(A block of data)
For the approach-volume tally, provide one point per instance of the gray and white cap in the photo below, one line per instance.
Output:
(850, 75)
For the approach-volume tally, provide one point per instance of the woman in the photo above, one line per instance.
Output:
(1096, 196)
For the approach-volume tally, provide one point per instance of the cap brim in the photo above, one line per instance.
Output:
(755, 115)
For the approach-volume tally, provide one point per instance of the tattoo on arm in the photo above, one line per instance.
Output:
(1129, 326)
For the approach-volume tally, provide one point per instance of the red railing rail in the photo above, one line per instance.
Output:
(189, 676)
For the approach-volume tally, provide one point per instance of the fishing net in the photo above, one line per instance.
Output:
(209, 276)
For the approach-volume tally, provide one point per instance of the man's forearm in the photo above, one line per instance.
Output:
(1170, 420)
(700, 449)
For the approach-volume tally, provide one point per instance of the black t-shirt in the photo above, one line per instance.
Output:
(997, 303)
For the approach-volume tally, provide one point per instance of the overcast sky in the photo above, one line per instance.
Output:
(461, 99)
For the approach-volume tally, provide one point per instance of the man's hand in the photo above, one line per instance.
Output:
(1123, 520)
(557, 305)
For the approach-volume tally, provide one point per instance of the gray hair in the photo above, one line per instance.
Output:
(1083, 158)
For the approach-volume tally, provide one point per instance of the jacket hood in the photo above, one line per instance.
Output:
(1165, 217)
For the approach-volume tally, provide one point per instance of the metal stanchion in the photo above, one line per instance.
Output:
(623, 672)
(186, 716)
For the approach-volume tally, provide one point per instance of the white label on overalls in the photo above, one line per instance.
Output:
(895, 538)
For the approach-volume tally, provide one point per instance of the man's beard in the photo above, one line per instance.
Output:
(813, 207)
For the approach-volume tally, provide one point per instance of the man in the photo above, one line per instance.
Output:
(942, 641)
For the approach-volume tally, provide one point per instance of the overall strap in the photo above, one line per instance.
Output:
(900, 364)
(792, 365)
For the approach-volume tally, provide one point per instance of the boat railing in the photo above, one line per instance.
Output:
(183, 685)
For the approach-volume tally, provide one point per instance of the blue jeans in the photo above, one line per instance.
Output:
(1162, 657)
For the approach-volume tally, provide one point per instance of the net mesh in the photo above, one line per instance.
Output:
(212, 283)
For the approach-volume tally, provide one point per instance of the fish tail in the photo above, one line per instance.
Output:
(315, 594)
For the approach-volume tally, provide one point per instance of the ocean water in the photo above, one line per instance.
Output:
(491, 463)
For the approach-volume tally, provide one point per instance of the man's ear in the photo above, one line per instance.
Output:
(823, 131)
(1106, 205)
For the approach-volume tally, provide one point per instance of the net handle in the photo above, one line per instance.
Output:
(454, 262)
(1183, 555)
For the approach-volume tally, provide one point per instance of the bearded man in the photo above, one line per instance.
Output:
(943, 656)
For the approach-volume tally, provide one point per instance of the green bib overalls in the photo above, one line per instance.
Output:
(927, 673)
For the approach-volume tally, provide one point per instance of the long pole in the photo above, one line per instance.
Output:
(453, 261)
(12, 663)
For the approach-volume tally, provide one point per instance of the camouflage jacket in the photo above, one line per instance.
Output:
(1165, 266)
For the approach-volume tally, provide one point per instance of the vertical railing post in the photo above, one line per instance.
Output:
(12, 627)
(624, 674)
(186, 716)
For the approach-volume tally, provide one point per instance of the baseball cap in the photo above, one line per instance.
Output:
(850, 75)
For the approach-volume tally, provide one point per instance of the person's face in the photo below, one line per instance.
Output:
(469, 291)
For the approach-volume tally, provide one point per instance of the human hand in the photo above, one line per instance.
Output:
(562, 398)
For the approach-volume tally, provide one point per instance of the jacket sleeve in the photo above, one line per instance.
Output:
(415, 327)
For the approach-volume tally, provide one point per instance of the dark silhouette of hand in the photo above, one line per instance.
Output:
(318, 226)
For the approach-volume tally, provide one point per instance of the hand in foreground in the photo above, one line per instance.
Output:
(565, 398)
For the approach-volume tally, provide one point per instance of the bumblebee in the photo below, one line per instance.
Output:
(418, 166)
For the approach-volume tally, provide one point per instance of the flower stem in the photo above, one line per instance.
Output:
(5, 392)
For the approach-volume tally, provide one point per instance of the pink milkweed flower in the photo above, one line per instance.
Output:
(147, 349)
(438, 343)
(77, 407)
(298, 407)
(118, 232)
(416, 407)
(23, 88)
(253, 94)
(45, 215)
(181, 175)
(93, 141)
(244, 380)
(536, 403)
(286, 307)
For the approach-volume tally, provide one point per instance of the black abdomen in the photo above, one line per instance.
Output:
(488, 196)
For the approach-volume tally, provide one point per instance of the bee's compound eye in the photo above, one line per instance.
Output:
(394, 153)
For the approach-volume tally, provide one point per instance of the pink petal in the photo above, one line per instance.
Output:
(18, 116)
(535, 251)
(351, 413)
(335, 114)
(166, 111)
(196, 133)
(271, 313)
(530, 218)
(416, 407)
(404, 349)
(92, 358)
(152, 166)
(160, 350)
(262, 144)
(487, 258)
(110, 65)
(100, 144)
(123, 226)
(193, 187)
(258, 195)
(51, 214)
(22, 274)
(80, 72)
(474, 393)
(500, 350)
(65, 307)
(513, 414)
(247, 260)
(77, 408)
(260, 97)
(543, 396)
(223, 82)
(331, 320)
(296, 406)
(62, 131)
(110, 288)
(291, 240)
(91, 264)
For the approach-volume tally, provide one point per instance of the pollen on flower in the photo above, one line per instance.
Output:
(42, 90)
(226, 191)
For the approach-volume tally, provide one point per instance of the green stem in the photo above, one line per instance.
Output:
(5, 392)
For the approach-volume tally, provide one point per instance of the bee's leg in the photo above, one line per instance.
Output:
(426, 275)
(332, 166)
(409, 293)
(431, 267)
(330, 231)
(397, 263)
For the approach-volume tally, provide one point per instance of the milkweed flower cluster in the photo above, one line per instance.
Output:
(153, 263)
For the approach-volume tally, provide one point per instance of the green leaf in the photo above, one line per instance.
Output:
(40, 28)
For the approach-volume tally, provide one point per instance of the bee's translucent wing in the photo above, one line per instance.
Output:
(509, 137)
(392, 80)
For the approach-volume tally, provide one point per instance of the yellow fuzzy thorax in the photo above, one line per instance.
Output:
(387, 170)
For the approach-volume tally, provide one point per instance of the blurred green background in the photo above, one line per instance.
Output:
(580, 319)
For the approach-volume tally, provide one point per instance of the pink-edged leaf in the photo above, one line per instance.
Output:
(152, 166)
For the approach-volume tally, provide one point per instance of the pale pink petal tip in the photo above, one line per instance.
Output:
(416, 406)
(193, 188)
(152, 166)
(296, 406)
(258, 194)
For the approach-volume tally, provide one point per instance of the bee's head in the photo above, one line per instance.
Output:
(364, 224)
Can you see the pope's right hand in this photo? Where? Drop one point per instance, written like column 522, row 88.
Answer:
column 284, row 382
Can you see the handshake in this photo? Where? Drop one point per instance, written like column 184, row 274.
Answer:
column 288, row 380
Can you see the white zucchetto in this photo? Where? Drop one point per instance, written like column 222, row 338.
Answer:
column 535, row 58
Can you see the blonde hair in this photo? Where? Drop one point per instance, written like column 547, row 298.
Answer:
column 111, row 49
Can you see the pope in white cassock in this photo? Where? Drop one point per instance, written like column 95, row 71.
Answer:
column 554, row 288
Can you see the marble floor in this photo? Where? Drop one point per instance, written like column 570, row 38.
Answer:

> _STATED TASK_: Give everything in the records from the line that contains "Can you see the pope's" down to the line that contains "column 288, row 380", both included, as a numbered list with blank lines left out.

> _FINISHED EXERCISE_:
1. Can you see the pope's right hand in this photo? Where? Drop one point per instance, written like column 522, row 88.
2. Answer:
3. column 284, row 382
4. Can you see the handshake in this photo? Where? Drop one point per instance, written like column 184, row 274.
5. Answer:
6. column 288, row 380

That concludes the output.